==== Record set ====

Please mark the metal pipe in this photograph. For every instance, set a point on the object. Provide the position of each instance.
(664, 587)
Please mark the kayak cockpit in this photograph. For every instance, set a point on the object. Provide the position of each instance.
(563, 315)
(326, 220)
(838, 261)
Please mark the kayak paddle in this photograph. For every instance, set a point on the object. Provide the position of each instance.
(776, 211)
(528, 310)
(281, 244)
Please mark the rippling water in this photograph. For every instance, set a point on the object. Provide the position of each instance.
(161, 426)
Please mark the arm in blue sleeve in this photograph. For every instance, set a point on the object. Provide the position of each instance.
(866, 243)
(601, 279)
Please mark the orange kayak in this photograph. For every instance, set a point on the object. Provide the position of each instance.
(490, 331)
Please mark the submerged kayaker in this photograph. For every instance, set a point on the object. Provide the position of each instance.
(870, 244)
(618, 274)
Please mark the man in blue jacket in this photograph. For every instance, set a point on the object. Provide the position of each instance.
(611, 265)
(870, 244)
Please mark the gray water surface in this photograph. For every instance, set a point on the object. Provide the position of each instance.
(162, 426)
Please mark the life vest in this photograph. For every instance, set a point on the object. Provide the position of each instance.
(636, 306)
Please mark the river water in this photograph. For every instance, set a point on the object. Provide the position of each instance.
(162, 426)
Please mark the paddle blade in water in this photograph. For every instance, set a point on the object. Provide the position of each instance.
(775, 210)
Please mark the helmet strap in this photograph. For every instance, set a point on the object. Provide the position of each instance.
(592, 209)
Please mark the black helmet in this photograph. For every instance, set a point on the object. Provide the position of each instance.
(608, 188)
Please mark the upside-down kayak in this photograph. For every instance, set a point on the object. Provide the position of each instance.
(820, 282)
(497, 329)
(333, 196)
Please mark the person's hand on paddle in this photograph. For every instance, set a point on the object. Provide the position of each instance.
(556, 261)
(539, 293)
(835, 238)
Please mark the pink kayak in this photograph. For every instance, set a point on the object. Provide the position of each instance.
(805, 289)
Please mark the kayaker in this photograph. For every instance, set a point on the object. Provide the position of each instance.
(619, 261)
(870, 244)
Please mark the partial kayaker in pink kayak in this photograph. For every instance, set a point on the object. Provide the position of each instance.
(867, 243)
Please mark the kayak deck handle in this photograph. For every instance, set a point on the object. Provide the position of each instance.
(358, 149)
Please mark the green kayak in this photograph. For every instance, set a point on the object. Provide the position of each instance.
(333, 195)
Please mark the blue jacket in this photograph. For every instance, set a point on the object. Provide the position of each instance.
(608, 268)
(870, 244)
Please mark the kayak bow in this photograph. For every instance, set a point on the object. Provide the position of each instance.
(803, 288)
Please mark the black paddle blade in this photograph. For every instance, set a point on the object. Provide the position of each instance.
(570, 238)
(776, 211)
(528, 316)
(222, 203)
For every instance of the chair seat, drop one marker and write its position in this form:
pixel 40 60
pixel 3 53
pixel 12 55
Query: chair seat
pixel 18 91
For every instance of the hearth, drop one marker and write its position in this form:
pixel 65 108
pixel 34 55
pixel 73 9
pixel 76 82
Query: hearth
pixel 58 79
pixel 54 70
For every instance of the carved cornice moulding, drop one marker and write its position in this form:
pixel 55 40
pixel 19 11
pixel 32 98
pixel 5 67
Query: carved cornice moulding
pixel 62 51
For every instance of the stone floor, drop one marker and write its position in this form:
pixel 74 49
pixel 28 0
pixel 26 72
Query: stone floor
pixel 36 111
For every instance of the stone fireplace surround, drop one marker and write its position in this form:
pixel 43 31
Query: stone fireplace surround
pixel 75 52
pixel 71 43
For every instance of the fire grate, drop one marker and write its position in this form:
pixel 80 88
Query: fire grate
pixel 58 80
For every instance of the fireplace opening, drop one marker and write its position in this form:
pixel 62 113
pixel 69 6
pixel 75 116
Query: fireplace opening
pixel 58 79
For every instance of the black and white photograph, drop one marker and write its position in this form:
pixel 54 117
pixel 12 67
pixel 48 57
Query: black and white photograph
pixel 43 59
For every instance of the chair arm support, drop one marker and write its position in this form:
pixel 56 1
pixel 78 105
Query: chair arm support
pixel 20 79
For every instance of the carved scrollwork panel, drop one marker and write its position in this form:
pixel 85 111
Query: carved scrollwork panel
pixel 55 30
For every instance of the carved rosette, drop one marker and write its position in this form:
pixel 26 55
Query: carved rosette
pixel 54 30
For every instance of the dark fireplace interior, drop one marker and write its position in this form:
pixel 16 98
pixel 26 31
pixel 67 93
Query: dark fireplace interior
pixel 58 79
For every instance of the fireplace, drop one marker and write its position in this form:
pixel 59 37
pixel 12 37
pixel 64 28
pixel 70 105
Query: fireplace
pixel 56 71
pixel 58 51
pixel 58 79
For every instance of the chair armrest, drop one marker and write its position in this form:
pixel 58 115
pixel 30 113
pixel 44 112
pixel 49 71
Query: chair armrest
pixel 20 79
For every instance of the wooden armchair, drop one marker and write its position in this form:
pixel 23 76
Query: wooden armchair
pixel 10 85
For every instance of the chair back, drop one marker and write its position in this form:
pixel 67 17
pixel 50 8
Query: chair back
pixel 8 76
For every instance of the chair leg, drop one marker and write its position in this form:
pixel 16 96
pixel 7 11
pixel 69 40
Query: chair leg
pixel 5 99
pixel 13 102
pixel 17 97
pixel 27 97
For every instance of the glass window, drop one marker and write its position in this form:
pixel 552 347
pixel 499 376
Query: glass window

====

Rewrite the lines starting with the one that contains "For every instance of the chair arm support, drop" and going on through the one that contains "pixel 55 30", swapping "carved scrollwork panel" for "carved leaf panel" and leaving everything else as it is.

- **Completed exercise**:
For every instance of the chair arm support, drop one marker and write its position in this form:
pixel 56 1
pixel 78 105
Query: chair arm support
pixel 20 79
For every instance of the carved leaf panel, drop one marker and write its position in this form:
pixel 85 111
Query: carved leaf panel
pixel 55 30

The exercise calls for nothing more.